## EXERCISE PROMPT
Copy the data word for word, from the line containing "Target: standing person" through the end of the data.

(begin)

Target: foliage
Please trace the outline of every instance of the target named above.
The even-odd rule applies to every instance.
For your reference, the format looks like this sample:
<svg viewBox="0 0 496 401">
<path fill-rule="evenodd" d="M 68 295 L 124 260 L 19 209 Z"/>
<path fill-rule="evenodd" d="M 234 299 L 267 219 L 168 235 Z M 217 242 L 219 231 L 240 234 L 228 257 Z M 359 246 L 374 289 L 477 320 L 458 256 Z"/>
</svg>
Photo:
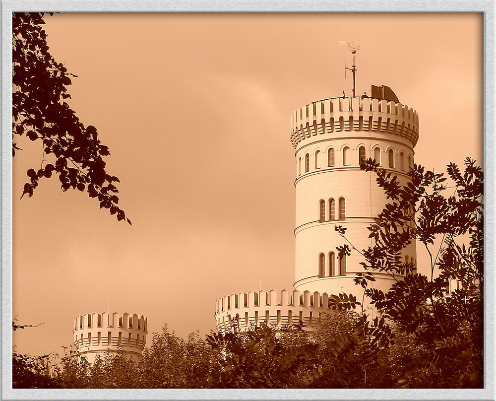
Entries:
<svg viewBox="0 0 496 401">
<path fill-rule="evenodd" d="M 98 199 L 101 208 L 130 224 L 118 205 L 114 183 L 119 179 L 105 170 L 103 157 L 110 154 L 108 147 L 98 139 L 96 129 L 85 127 L 65 101 L 70 98 L 66 87 L 76 75 L 49 53 L 44 24 L 43 13 L 12 14 L 12 155 L 22 150 L 16 138 L 24 134 L 43 150 L 41 168 L 27 171 L 29 182 L 21 198 L 32 196 L 42 177 L 57 175 L 63 191 L 86 190 Z M 47 163 L 45 155 L 54 162 Z"/>
<path fill-rule="evenodd" d="M 447 177 L 421 166 L 410 169 L 406 185 L 372 159 L 363 166 L 376 173 L 389 203 L 369 228 L 374 244 L 361 251 L 365 272 L 355 281 L 380 315 L 411 336 L 430 367 L 432 387 L 483 385 L 483 175 L 471 159 L 464 164 L 463 172 L 448 165 L 454 189 L 448 196 Z M 342 227 L 336 231 L 345 236 Z M 430 257 L 429 276 L 402 260 L 402 250 L 414 241 Z M 374 272 L 395 278 L 388 292 L 369 285 Z M 452 280 L 457 287 L 451 291 Z M 406 374 L 402 380 L 408 387 L 427 381 Z"/>
<path fill-rule="evenodd" d="M 16 330 L 29 327 L 37 327 L 39 325 L 21 325 L 17 317 L 12 321 L 12 330 Z M 14 346 L 12 351 L 12 387 L 14 389 L 58 388 L 57 380 L 51 377 L 49 365 L 49 355 L 32 356 L 20 354 Z"/>
</svg>

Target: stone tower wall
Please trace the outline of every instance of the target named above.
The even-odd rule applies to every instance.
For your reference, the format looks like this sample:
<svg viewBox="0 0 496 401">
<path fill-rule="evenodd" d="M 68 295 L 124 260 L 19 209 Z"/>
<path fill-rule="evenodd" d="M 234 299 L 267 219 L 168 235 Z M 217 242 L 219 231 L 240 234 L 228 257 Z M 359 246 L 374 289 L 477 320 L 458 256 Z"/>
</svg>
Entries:
<svg viewBox="0 0 496 401">
<path fill-rule="evenodd" d="M 406 173 L 413 165 L 413 148 L 418 139 L 417 114 L 400 103 L 336 98 L 310 103 L 293 113 L 291 142 L 296 150 L 297 289 L 359 296 L 363 290 L 353 278 L 356 272 L 364 271 L 359 264 L 364 259 L 352 252 L 346 257 L 346 272 L 339 271 L 336 247 L 346 242 L 335 227 L 346 227 L 347 238 L 357 249 L 371 246 L 372 240 L 368 238 L 370 232 L 367 227 L 386 203 L 375 174 L 360 169 L 360 149 L 365 150 L 362 156 L 366 159 L 378 159 L 381 166 L 404 185 L 410 180 Z M 328 157 L 331 148 L 333 162 L 329 162 Z M 344 218 L 339 212 L 341 199 L 344 200 Z M 330 200 L 334 202 L 332 216 Z M 323 217 L 322 201 L 325 204 Z M 323 275 L 321 254 L 325 260 Z M 414 243 L 403 256 L 409 261 L 416 259 Z M 375 288 L 386 290 L 394 282 L 386 274 L 375 275 Z"/>
<path fill-rule="evenodd" d="M 146 344 L 146 318 L 136 314 L 85 313 L 74 318 L 73 327 L 79 355 L 91 363 L 109 350 L 124 350 L 137 360 Z"/>
</svg>

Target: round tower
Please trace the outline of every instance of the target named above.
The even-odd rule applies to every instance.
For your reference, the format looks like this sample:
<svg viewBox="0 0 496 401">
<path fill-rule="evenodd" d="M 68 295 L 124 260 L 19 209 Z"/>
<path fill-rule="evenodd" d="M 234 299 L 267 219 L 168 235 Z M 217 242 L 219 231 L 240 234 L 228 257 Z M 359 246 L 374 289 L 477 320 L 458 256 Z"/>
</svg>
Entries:
<svg viewBox="0 0 496 401">
<path fill-rule="evenodd" d="M 291 143 L 296 149 L 296 218 L 295 288 L 301 291 L 340 292 L 358 296 L 353 281 L 363 272 L 358 253 L 339 258 L 336 246 L 358 249 L 373 246 L 367 227 L 386 203 L 375 174 L 360 169 L 372 158 L 400 183 L 410 181 L 414 147 L 419 138 L 417 112 L 401 104 L 387 86 L 372 87 L 372 97 L 341 97 L 313 102 L 291 117 Z M 403 252 L 415 262 L 415 242 Z M 374 288 L 387 291 L 394 279 L 374 273 Z"/>
<path fill-rule="evenodd" d="M 85 313 L 74 319 L 74 341 L 80 356 L 93 363 L 97 355 L 124 351 L 137 361 L 146 344 L 148 323 L 142 315 Z"/>
</svg>

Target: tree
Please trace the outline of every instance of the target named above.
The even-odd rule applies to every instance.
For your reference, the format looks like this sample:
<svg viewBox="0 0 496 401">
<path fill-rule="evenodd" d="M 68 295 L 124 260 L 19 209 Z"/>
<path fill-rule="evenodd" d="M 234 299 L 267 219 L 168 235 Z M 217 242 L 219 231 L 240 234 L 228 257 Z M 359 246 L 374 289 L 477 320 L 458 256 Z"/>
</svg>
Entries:
<svg viewBox="0 0 496 401">
<path fill-rule="evenodd" d="M 377 174 L 389 203 L 369 228 L 374 245 L 359 251 L 366 272 L 355 281 L 379 314 L 411 336 L 430 367 L 428 377 L 425 372 L 416 377 L 405 372 L 405 386 L 483 386 L 483 174 L 470 158 L 464 165 L 461 172 L 448 165 L 453 182 L 449 188 L 443 174 L 421 166 L 410 169 L 412 182 L 405 186 L 372 159 L 362 166 Z M 448 189 L 453 195 L 445 197 Z M 345 237 L 345 229 L 336 229 Z M 429 276 L 401 259 L 401 250 L 413 241 L 430 256 Z M 339 250 L 352 248 L 346 245 Z M 384 293 L 369 286 L 375 271 L 405 276 Z M 342 300 L 336 303 L 346 304 Z"/>
<path fill-rule="evenodd" d="M 39 325 L 21 325 L 17 318 L 12 321 L 13 332 Z M 58 381 L 50 375 L 49 355 L 32 356 L 20 354 L 14 345 L 12 350 L 12 387 L 13 389 L 60 388 Z"/>
<path fill-rule="evenodd" d="M 65 101 L 70 98 L 67 86 L 76 75 L 49 53 L 43 14 L 12 14 L 12 155 L 22 150 L 16 138 L 24 134 L 39 142 L 43 151 L 41 168 L 27 171 L 29 182 L 21 198 L 32 196 L 40 178 L 55 175 L 62 191 L 85 190 L 98 199 L 101 208 L 130 224 L 118 205 L 114 183 L 119 179 L 105 170 L 103 158 L 110 154 L 108 147 L 98 139 L 96 129 L 85 127 Z M 54 161 L 47 163 L 50 159 Z"/>
</svg>

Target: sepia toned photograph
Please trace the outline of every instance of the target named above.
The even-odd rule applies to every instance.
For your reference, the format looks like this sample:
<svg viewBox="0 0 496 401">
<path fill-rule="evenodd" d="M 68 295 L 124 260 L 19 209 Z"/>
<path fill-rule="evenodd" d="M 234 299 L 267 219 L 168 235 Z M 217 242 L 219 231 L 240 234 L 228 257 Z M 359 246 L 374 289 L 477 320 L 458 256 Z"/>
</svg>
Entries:
<svg viewBox="0 0 496 401">
<path fill-rule="evenodd" d="M 487 388 L 483 12 L 11 18 L 11 391 Z"/>
</svg>

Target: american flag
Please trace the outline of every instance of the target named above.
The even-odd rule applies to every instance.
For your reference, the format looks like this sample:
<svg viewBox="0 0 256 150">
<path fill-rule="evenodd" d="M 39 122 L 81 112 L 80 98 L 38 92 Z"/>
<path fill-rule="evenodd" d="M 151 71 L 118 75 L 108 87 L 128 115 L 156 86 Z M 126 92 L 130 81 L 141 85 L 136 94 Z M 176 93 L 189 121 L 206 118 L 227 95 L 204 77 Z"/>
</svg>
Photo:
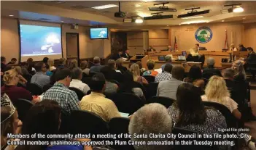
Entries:
<svg viewBox="0 0 256 150">
<path fill-rule="evenodd" d="M 175 36 L 174 50 L 177 50 L 177 49 L 178 49 L 178 44 L 177 44 L 177 40 L 176 39 L 176 36 Z"/>
</svg>

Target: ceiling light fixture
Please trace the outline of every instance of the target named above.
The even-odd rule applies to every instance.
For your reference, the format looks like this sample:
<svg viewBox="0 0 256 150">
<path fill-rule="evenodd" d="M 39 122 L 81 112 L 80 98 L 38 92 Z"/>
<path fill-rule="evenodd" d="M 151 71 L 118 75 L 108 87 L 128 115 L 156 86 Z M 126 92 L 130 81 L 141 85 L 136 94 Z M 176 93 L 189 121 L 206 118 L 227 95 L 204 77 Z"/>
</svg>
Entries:
<svg viewBox="0 0 256 150">
<path fill-rule="evenodd" d="M 117 6 L 117 5 L 115 5 L 115 4 L 106 4 L 106 5 L 93 7 L 92 7 L 92 8 L 93 8 L 93 9 L 108 9 L 108 8 L 117 7 L 118 7 L 118 6 Z"/>
<path fill-rule="evenodd" d="M 233 9 L 233 12 L 244 12 L 244 9 L 240 7 Z"/>
<path fill-rule="evenodd" d="M 141 18 L 139 17 L 139 18 L 136 19 L 135 22 L 136 23 L 143 23 L 143 20 Z"/>
<path fill-rule="evenodd" d="M 189 19 L 195 19 L 195 18 L 201 18 L 204 17 L 203 16 L 194 16 L 194 17 L 182 17 L 182 20 L 189 20 Z"/>
</svg>

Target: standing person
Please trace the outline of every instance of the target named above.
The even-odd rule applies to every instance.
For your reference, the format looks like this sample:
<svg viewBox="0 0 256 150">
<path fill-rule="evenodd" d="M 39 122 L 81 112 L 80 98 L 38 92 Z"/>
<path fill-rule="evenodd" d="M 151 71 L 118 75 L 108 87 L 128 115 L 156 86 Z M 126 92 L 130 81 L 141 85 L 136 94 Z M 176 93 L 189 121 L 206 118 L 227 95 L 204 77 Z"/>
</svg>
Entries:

(end)

## RESPONSE
Target: standing person
Please trace the outline of every instance of the target named above.
The even-odd rule applies to every instance.
For your reference, the format looks like this sample:
<svg viewBox="0 0 256 150">
<path fill-rule="evenodd" d="M 39 122 L 81 112 L 80 98 L 38 92 Z"/>
<path fill-rule="evenodd" d="M 151 71 L 118 75 L 108 87 L 128 115 L 156 86 Z M 126 92 L 130 81 L 141 85 L 136 94 Z M 176 93 L 189 121 L 206 118 L 227 95 L 204 77 Z"/>
</svg>
Entries:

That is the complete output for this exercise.